===== The input =====

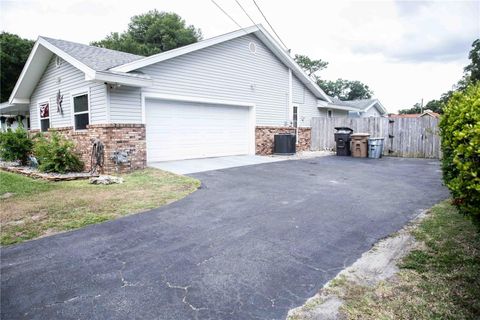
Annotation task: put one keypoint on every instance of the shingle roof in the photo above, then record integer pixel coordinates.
(99, 59)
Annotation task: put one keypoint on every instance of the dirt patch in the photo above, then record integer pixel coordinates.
(376, 265)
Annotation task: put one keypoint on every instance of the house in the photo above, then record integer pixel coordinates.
(363, 108)
(426, 113)
(227, 95)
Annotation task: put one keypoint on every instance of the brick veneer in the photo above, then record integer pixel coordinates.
(264, 138)
(121, 137)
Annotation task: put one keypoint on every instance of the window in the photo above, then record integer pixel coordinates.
(295, 117)
(81, 115)
(44, 116)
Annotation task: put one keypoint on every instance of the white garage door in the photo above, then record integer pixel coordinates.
(187, 130)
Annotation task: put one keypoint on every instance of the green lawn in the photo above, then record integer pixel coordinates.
(33, 208)
(438, 280)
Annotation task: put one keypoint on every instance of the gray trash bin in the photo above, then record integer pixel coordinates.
(375, 147)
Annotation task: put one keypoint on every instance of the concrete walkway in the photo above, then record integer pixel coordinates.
(208, 164)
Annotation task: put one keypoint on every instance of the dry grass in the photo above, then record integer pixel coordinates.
(39, 208)
(438, 280)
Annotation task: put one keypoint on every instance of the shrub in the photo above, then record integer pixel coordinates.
(15, 145)
(460, 132)
(56, 154)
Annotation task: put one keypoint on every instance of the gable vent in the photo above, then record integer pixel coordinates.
(252, 47)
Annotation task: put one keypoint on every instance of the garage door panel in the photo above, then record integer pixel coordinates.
(180, 130)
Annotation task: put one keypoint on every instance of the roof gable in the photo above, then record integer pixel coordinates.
(257, 30)
(78, 55)
(98, 59)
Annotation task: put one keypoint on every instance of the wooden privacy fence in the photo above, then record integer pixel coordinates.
(404, 137)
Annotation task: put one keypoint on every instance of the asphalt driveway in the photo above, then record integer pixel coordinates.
(252, 243)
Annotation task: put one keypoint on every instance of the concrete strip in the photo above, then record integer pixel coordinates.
(208, 164)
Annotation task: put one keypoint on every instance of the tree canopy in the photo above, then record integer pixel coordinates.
(340, 88)
(151, 33)
(471, 75)
(310, 66)
(14, 53)
(346, 89)
(473, 69)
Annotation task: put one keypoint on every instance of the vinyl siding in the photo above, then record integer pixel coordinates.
(125, 105)
(67, 79)
(229, 71)
(307, 103)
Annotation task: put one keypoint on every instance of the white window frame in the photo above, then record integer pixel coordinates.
(295, 105)
(76, 93)
(39, 103)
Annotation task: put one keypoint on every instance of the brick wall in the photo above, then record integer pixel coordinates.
(115, 137)
(264, 138)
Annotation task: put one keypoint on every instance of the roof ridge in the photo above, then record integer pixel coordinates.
(90, 46)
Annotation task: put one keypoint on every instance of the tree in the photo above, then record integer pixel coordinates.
(460, 132)
(310, 66)
(433, 105)
(472, 71)
(346, 89)
(151, 33)
(342, 89)
(14, 53)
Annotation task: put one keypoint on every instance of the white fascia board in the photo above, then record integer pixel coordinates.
(183, 50)
(62, 54)
(125, 79)
(290, 62)
(24, 71)
(334, 106)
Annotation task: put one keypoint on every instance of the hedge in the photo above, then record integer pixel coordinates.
(460, 133)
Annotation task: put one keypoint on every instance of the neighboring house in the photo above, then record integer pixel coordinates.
(226, 95)
(363, 108)
(11, 121)
(426, 113)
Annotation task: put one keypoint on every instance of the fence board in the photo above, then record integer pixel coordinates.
(412, 137)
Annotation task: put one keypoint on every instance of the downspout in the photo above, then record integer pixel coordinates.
(290, 97)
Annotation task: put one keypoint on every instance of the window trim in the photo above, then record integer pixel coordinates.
(294, 105)
(39, 103)
(76, 93)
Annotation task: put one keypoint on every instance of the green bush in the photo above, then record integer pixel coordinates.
(460, 132)
(56, 154)
(15, 145)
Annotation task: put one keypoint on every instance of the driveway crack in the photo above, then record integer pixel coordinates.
(184, 300)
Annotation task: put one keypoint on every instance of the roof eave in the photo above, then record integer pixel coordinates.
(31, 60)
(336, 106)
(124, 79)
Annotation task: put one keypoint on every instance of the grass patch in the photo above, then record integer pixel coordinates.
(439, 280)
(38, 208)
(20, 185)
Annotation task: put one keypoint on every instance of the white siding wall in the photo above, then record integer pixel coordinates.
(229, 71)
(307, 103)
(66, 78)
(335, 113)
(125, 105)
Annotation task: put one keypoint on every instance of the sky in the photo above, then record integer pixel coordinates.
(405, 51)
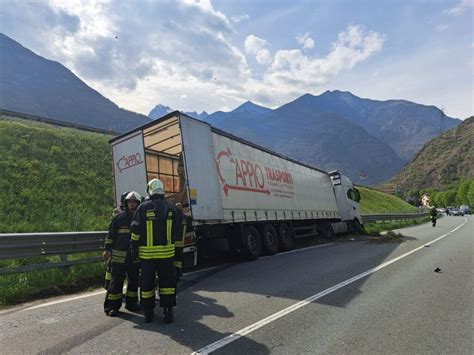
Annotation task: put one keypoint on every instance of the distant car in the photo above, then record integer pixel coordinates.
(465, 209)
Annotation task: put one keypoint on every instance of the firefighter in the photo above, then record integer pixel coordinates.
(155, 228)
(121, 261)
(106, 254)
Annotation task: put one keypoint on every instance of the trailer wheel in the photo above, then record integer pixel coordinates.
(252, 243)
(270, 242)
(357, 226)
(286, 238)
(327, 231)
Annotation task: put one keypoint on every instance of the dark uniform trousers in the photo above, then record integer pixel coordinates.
(166, 282)
(108, 274)
(157, 255)
(122, 266)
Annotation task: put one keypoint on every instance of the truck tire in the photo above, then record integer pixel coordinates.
(285, 237)
(357, 226)
(327, 232)
(270, 242)
(252, 243)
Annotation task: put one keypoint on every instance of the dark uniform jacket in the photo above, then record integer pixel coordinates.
(118, 240)
(155, 227)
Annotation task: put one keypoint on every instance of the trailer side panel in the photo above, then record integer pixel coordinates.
(201, 174)
(257, 185)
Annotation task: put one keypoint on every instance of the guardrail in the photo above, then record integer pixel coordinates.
(25, 245)
(370, 218)
(56, 122)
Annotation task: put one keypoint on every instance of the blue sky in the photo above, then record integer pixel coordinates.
(211, 55)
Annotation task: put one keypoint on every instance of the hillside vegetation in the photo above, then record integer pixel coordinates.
(53, 179)
(442, 162)
(373, 201)
(60, 179)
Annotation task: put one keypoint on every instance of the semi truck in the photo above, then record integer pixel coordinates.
(255, 199)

=====

Exercise task:
Take the line in which "the trailer wheel" occurs and each subsequent line through the end; give these lines again without alteration.

Correct result:
Annotation task: put one keypoint on every instance of the trailer wheel in the photo above, then record integer pixel coordinates.
(252, 243)
(270, 242)
(357, 226)
(286, 238)
(327, 231)
Annotation task: put one keypoint on every instance of the dark uniform trousers in the photo above, then record integer pixel coordinates.
(166, 282)
(108, 274)
(157, 255)
(122, 266)
Annotation task: put one keypoint on every instance of the truck tire in the photo above, then record integer pixel coordinates.
(285, 237)
(357, 226)
(327, 232)
(270, 242)
(252, 243)
Annotation task: put one keypoint on every instance of the dark uniform jacket in the photo above, then record integer pixel coordinates.
(118, 240)
(155, 227)
Annotation task: put one keypoint on every instance of the trailer side panel in the photo above, then record integer pixel coordinates.
(201, 174)
(257, 185)
Annotation task: put one keypoint on every instance of the guardrail in the photo above, then record integer pixel coordinates.
(25, 245)
(370, 218)
(56, 122)
Annotation task: put one keypoint on every instance of the blue sky in the photo above, then record integer pixel coordinates.
(211, 55)
Annotation task: put one keypoint on every instance of the hillside vegetation in the photo above, then record integer pixel coordinates.
(53, 179)
(442, 162)
(373, 201)
(60, 179)
Annotation task: put one keypoint on every instance of the semi truck in the photo above, then record integer pixel coordinates.
(255, 199)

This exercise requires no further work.